* _The problem_
According to the Impala connector prerequisites below, which outbound TCP port has to be opened to the metastore?

* _Quoted passage_
Before you install the Impala on Cloudera Data Platform (CDP) OCF connector or before adding the data source to the catalog, ensure that you have performed the following:

Enable Network Connectivity

Create a Service Account

Configure Hive

Extract Complex Data Types

Obtain the JDBC URI for Public Cloud

Obtain the HTTP Path for Public Cloud

Prepare for Metastore Connection for Public Cloud

Prepare the Kerberos File

Prepare the SSL Certificate

Prepare for QLI for Private Cloud

Prepare for QLI for Public Cloud

Enable Network Connectivity¶

Open outbound TCP port 21050 to the Impala server
Open outbound TCP port 9083 to the metastore
Open outbound TCP port 9870 to the HDFS server
Open outbound TCP port 9871 to the HDFS server if the cluster uses TLS.
Open outbound TCP port 9864 on all cluster data nodes to Alation traffic when using webHDFS
Open outbound TCP port 9865 on all cluster data nodes to Alation traffic when using secure (TLS) webHDFS
Open outbound TCP port 443 on all cluster data nodes to Alation traffic

Create a Service Account¶

Create a service account for each of these different services used by Alation:

Impala

Metastore

HDFS

Based on your requirement, you can create three different service accounts or one service account for these services.

The service account requires these permissions:

SELECT permission for all schemas which you plan to extract into the catalog.

Read and execute permissions for Impala external tables.

Access to the Metastore.

Read permission for the HDFS location that stores Impala query logs.

In case your Impala data source is kerberized, we recommend creating the service account in the same realm as the realm used by Impala users.

Configure Hive¶

Ensure that in the Hive service configuration, the property metastore.storage.schema.reader.impl is set to rg.apache.hadoop.hive.metastore.SerDeStorageSchemaReader.

To check the value or set it:

Open the Cloudera Manager homepage.

* _Supplied records_
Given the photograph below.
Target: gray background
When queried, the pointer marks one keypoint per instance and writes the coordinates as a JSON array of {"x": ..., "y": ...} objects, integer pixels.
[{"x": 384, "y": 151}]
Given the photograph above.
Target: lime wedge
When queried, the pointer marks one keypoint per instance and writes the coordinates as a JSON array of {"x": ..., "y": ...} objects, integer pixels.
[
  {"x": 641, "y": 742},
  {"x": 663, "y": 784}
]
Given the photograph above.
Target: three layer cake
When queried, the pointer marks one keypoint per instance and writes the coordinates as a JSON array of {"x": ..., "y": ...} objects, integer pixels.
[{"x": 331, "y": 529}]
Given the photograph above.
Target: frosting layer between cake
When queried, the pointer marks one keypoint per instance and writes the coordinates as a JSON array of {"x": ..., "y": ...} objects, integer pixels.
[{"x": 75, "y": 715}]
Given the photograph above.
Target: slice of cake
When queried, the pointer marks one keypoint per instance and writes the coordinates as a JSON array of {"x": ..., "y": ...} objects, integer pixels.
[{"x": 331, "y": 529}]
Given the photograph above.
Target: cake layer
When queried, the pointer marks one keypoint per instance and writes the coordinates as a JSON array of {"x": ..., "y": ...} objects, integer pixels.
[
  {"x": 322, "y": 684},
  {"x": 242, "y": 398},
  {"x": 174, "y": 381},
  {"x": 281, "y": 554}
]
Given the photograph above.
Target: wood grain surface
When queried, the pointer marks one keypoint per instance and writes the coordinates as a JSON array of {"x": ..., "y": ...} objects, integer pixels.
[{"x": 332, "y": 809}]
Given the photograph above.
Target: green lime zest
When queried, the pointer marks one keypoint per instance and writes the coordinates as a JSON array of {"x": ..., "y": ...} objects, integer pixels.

* _Solution to the problem_
Port 9083